◆ **What you are asked to do**
Rewrite the lines below as a numbered list, skipping any blank lines.

◆ **Dataset entries**
------------------------------------

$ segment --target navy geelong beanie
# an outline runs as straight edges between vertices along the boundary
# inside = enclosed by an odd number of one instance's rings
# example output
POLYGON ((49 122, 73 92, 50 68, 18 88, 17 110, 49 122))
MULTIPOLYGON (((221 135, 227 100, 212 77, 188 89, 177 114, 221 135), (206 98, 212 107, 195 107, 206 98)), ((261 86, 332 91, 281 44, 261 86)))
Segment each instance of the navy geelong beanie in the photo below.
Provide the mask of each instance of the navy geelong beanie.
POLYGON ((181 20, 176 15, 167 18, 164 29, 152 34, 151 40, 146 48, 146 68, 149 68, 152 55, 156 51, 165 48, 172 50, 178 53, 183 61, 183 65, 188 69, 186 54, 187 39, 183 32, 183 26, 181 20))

------------------------------------

◆ **Solution to this task**
1. $ segment --target navy geelong beanie
2. # an outline runs as straight edges between vertices along the boundary
3. # inside = enclosed by an odd number of one instance's rings
4. # example output
5. POLYGON ((49 122, 73 92, 50 68, 18 88, 17 110, 49 122))
6. MULTIPOLYGON (((221 135, 227 100, 212 77, 188 89, 177 114, 221 135), (206 98, 212 107, 195 107, 206 98)), ((261 86, 332 91, 281 44, 261 86)))
7. Segment each instance of the navy geelong beanie in the photo below.
8. Provide the mask of each instance of the navy geelong beanie.
9. POLYGON ((181 20, 176 15, 167 18, 164 29, 152 34, 151 40, 146 48, 146 68, 149 68, 152 55, 156 51, 165 48, 172 50, 178 53, 183 61, 183 65, 188 69, 186 54, 187 39, 183 32, 183 26, 181 20))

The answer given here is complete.